Exercise requirements: Give back, unchanged, each line from the one containing "Task: point out each instance of the cobblestone" through the last line of the entries below.

Extracted records:
______

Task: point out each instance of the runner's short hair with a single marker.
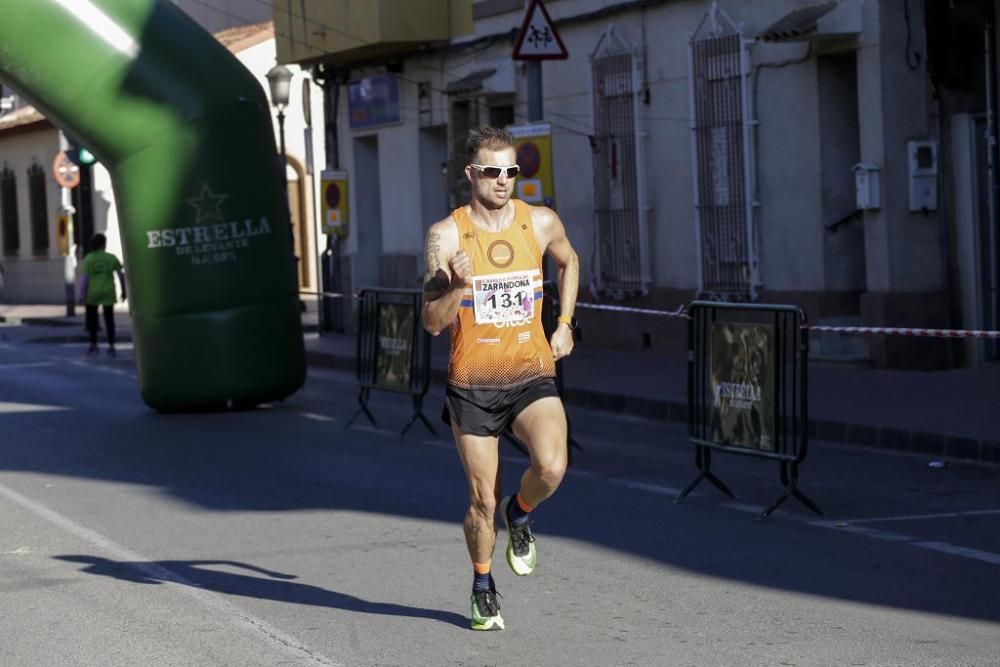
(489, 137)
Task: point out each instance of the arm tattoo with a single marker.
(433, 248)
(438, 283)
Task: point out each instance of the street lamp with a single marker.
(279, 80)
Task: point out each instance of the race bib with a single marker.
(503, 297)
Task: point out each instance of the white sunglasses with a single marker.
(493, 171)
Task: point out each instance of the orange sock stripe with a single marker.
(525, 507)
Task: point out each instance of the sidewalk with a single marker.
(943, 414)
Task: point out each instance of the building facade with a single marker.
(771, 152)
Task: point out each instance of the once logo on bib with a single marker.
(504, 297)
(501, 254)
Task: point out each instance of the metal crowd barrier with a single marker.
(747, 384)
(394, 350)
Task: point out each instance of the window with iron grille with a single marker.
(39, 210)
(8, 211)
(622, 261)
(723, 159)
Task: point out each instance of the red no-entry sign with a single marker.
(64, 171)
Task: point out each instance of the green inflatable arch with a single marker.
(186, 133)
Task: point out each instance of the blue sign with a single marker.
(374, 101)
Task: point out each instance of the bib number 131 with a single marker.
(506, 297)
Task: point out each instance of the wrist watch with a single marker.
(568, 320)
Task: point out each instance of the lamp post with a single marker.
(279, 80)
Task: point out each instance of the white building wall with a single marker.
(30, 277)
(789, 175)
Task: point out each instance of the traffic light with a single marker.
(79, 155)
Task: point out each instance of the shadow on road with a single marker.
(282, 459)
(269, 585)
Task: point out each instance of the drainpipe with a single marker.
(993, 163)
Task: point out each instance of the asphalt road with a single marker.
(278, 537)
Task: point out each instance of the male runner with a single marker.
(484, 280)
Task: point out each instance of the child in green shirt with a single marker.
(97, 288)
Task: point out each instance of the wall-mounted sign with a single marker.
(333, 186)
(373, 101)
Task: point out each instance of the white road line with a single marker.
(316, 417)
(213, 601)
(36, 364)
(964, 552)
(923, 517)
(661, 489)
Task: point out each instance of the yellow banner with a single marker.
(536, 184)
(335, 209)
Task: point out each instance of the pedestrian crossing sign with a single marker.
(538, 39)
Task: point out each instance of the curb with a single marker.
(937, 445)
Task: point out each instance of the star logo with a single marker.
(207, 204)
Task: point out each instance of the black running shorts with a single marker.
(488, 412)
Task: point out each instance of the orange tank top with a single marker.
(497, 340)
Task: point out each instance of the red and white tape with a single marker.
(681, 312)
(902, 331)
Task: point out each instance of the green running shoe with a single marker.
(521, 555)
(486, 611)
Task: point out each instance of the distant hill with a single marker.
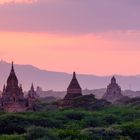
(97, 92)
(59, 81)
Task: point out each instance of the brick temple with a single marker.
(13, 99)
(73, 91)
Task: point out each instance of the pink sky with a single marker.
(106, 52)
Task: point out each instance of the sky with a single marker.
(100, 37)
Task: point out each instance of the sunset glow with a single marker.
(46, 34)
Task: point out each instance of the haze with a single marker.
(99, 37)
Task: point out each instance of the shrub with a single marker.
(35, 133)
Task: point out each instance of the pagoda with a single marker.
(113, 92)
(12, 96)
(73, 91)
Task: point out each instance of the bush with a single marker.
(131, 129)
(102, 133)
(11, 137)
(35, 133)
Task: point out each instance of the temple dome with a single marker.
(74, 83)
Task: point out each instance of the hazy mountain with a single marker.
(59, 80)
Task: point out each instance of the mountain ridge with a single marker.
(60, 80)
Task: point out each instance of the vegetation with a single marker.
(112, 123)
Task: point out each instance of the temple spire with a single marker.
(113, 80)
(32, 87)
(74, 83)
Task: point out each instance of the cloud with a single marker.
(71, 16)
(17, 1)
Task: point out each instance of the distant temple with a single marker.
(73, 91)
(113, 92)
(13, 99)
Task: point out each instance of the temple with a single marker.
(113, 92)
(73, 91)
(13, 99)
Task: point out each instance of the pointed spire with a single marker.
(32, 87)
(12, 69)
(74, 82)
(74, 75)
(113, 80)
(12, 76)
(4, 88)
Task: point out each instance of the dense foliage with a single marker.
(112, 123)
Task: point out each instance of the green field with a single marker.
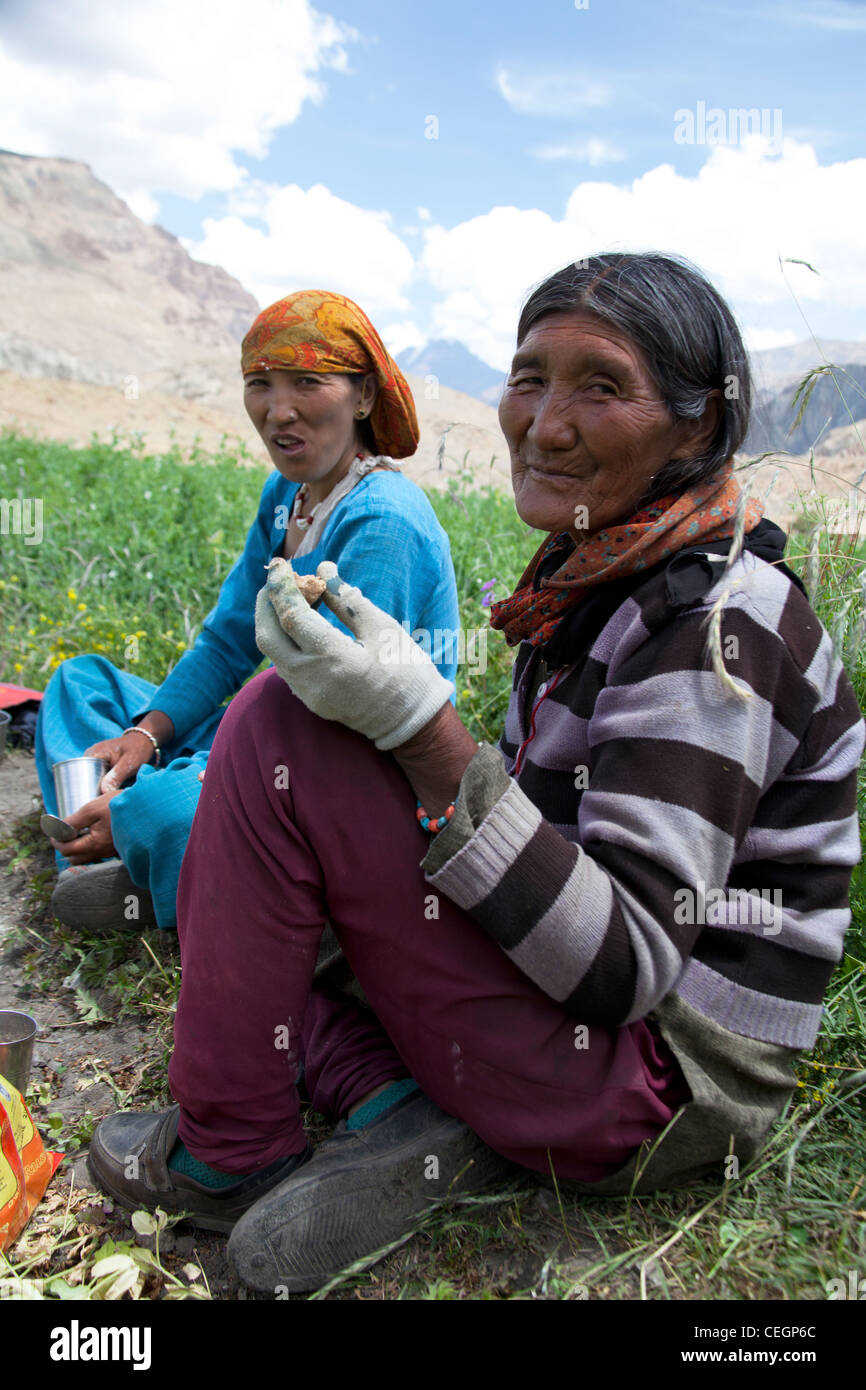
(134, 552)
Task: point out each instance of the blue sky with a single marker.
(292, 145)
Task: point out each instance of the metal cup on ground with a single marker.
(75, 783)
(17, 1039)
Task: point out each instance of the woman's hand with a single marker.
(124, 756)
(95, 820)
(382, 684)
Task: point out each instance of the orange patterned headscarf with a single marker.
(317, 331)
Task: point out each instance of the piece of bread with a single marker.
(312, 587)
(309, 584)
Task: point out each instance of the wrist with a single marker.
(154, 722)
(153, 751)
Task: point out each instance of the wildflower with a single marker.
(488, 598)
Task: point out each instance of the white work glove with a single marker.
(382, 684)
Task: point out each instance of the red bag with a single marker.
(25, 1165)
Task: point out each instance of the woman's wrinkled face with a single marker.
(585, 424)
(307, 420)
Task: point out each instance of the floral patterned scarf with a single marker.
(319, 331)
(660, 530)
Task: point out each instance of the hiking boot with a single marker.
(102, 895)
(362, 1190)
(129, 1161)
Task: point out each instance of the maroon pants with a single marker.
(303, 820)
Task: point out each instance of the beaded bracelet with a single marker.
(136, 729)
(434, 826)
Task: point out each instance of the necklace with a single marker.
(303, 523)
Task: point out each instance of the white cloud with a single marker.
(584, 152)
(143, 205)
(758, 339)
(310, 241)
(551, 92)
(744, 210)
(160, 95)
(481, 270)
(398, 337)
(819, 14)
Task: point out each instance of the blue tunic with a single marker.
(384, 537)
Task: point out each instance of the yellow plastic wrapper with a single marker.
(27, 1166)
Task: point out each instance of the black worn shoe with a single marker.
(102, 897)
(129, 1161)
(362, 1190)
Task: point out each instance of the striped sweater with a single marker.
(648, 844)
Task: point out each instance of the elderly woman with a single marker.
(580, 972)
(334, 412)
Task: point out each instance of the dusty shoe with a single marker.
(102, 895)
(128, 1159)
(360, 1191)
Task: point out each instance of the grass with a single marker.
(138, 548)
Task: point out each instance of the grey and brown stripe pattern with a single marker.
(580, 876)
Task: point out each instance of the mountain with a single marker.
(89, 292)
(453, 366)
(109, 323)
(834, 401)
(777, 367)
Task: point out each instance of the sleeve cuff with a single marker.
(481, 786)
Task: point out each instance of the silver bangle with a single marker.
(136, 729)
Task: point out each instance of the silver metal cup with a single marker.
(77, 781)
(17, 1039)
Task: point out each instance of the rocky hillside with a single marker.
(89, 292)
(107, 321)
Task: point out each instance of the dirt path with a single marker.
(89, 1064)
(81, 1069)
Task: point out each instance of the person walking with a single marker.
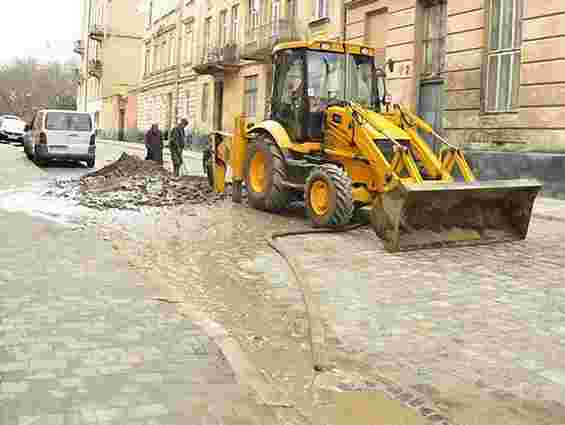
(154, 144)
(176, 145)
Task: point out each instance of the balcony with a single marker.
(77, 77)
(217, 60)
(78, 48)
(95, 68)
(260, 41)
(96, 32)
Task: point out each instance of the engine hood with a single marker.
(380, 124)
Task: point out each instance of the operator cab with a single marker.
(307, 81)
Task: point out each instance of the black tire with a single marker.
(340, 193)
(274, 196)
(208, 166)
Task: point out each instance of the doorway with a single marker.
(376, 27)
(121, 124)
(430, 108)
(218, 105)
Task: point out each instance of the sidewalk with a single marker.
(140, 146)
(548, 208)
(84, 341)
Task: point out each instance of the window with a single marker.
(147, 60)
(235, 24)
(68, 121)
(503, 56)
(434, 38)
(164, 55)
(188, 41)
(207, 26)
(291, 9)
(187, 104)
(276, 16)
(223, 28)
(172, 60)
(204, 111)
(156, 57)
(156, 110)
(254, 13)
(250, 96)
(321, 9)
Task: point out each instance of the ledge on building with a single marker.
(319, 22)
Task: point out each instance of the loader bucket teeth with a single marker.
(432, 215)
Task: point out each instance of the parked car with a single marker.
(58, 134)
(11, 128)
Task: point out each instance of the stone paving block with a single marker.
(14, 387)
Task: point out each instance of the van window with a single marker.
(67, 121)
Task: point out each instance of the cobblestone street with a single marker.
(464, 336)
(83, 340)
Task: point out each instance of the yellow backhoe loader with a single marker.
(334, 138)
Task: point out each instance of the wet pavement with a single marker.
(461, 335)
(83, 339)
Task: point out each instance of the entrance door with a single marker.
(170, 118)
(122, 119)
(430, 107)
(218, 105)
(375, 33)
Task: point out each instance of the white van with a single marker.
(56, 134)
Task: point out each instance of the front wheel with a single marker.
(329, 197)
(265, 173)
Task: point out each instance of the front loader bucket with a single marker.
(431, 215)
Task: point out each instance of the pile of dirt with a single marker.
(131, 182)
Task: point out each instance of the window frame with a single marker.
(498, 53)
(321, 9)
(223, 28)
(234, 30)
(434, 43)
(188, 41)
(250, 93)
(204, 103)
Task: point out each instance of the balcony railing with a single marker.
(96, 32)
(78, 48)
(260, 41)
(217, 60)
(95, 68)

______

Reply:
Task: point out each instance of the cobblestone street with a single marker.
(464, 336)
(83, 340)
Task: point out each instance of the yellow backhoe loader with a single marker.
(334, 138)
Task: point out each instance of the wet pavement with a single marker.
(461, 335)
(83, 339)
Task: point out each instance of the entrance door with a single marker.
(170, 118)
(122, 119)
(430, 107)
(218, 105)
(375, 33)
Task: point out each instance of the white van with a single marker.
(56, 134)
Task: point out each instance of the front wheel with a single marker.
(329, 197)
(265, 173)
Task: point out each instance of the front loader bucket with a single marker.
(431, 215)
Task: point out each instance of the pile of dirt with a single marker.
(131, 182)
Task: point out each instance of the window frame with a single marker.
(498, 53)
(321, 9)
(223, 28)
(234, 30)
(434, 43)
(188, 41)
(250, 93)
(204, 103)
Task: point out each instance of the balcony railing with a single marker.
(96, 32)
(78, 48)
(260, 41)
(217, 60)
(95, 68)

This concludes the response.